Me recuerdo con mi primera cámara
de fotos, regalo de cumpleaños, de mi padre, una pequeña caja de pasta de forma
cuadrada; Kodak instamatic, de película en blanco y negro de carrete con la que
recorría la ribera del Darro, el Albaicín de los gitanos, la Alhambra mora,
fotografiando aquellos balcones de rejas de hierro forjado, fundido en negro,
con mantones de manila de colores y geranios, miles de macetas con geranios.
Curiosamente, de aquellos
primeros años y de mis principios fotográficos no ha quedado nada, salvo mi
memoria despejada y la imagen de un niño de pelo rizado, y orejas de soplillo
con unas enormes ganas de vivir, cargado de sueños y deseos, y sobre todo de
esa curiosidad vital que te da animo y valor para todo, hasta para adentrarte
en aquellas callejuelas sucias, impregnadas de vida y de orines de gato por las
que en aquel entonces se enseñaba la vida en cada esquina, y sus misterios
escondidos tras cada puerta de par en par abierta al que llegara, y mirara
desde afuera sin codicia, mientras sonaban las cuerdas de una guitarra y la voz dulce de una niña.

- [Conjunto de tareas]:
(1) Indica cuántas líneas de los registros contienen la cadena "sparkling" y responde solo con el número.
(2) Escribe la continuación del texto sobre la primera cámara de fotos, empezando justo después de su última frase.
El texto y los registros proceden de fuentes distintas.

(Fragmento de un archivo de datos)
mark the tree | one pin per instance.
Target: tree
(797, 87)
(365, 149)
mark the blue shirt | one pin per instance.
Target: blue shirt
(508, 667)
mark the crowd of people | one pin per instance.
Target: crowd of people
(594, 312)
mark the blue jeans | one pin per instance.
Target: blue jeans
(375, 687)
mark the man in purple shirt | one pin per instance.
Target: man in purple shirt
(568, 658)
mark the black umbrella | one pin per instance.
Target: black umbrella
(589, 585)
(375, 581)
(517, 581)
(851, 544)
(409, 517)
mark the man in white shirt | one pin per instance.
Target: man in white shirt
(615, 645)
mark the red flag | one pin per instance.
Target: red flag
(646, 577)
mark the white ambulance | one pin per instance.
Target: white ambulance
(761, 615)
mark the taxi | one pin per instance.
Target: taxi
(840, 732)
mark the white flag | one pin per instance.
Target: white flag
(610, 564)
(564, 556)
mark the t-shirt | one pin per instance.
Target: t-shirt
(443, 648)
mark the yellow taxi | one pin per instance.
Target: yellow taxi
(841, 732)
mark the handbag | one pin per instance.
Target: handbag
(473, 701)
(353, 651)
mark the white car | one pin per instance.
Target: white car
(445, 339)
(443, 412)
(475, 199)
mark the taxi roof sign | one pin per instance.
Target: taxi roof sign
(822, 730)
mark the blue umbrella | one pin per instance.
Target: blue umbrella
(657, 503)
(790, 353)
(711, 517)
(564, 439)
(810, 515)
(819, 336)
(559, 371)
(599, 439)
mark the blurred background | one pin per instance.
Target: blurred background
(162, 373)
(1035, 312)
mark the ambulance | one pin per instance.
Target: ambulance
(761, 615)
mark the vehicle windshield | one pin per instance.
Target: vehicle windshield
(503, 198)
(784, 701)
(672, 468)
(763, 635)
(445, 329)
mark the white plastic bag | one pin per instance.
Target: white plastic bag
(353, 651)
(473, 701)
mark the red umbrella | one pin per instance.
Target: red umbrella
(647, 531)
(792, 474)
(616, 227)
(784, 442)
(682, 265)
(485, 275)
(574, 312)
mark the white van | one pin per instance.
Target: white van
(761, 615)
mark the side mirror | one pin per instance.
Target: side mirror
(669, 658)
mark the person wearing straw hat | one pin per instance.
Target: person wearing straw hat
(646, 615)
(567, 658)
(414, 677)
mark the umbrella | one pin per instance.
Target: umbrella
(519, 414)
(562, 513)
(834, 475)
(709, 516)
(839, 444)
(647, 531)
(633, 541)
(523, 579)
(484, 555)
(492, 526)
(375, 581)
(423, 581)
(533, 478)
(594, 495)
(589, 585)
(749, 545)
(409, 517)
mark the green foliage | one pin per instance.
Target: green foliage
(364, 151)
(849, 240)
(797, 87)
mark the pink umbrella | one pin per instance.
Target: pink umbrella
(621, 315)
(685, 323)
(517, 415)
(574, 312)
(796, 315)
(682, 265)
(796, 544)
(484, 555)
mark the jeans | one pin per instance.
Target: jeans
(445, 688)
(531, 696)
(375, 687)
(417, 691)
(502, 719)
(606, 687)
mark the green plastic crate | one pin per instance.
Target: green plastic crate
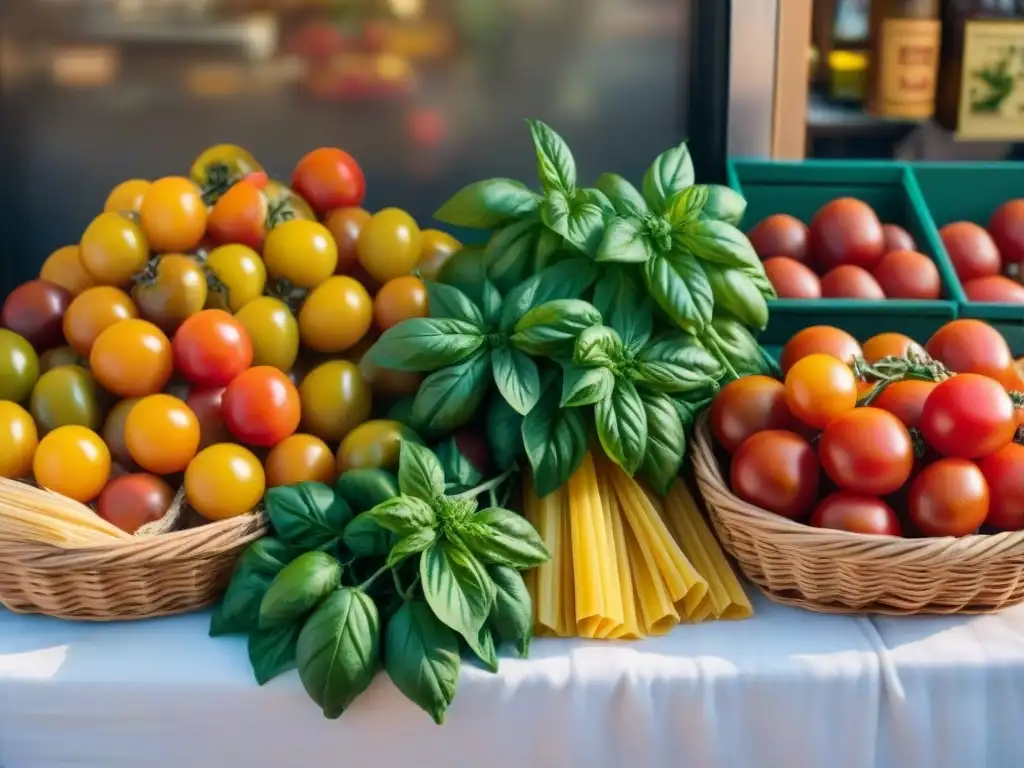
(972, 192)
(800, 188)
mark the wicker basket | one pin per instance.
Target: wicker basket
(165, 568)
(835, 571)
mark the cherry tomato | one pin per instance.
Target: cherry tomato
(162, 434)
(19, 367)
(223, 481)
(113, 249)
(329, 178)
(131, 501)
(301, 252)
(132, 358)
(335, 399)
(64, 267)
(211, 348)
(389, 245)
(949, 498)
(778, 471)
(968, 417)
(858, 514)
(35, 310)
(818, 388)
(335, 315)
(823, 339)
(18, 439)
(780, 235)
(792, 280)
(849, 282)
(300, 458)
(846, 231)
(173, 290)
(908, 274)
(971, 249)
(173, 214)
(745, 407)
(970, 346)
(261, 407)
(905, 399)
(273, 331)
(866, 451)
(74, 462)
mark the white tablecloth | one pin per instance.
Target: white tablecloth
(785, 689)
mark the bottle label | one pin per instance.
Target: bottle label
(991, 98)
(909, 61)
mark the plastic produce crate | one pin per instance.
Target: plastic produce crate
(800, 188)
(970, 192)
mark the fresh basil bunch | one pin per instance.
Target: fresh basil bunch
(314, 595)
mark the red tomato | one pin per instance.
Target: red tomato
(745, 407)
(858, 514)
(778, 471)
(866, 451)
(792, 280)
(329, 178)
(211, 348)
(848, 282)
(949, 498)
(908, 274)
(261, 407)
(968, 417)
(1004, 472)
(846, 231)
(780, 235)
(971, 249)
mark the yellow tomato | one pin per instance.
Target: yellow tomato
(335, 315)
(224, 480)
(301, 252)
(299, 458)
(335, 399)
(73, 461)
(273, 330)
(18, 439)
(127, 196)
(389, 245)
(64, 267)
(113, 249)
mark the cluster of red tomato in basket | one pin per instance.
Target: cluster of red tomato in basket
(883, 438)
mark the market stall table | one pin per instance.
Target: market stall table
(785, 688)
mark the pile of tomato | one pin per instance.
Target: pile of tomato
(209, 331)
(845, 441)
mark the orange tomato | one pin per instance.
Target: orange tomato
(173, 214)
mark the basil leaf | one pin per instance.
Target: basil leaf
(666, 441)
(338, 651)
(512, 614)
(457, 587)
(680, 287)
(307, 515)
(426, 344)
(449, 398)
(552, 328)
(271, 651)
(420, 473)
(297, 589)
(671, 172)
(555, 166)
(622, 426)
(500, 537)
(516, 377)
(450, 303)
(422, 658)
(487, 204)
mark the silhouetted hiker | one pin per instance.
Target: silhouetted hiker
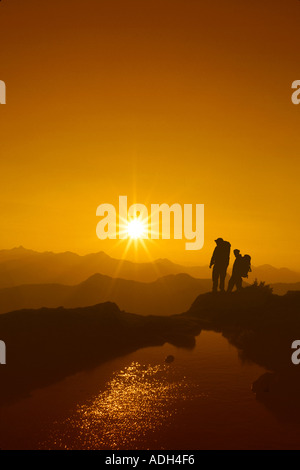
(220, 261)
(241, 268)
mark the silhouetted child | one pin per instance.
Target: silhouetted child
(236, 276)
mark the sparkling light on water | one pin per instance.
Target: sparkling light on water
(137, 401)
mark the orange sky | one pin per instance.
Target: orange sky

- [Respuestas escritas]:
(1) 2

(2)
A pesar de todo, contra todo y
sobre todo contra mí mismo, sigo haciendo fotos, en ocasiones con lujuria y con la avaricia del que quiere
robarle el tiempo al tiempo, buscando el
instante preciso, la mirada clara, el gesto suave, la sorpresa, la alegría, la
tristeza de la vida, intentando sin conseguirlo;" la foto
perfecta", porque quien sabe si
habrá ocasión para repetirla y volver a intentarlo.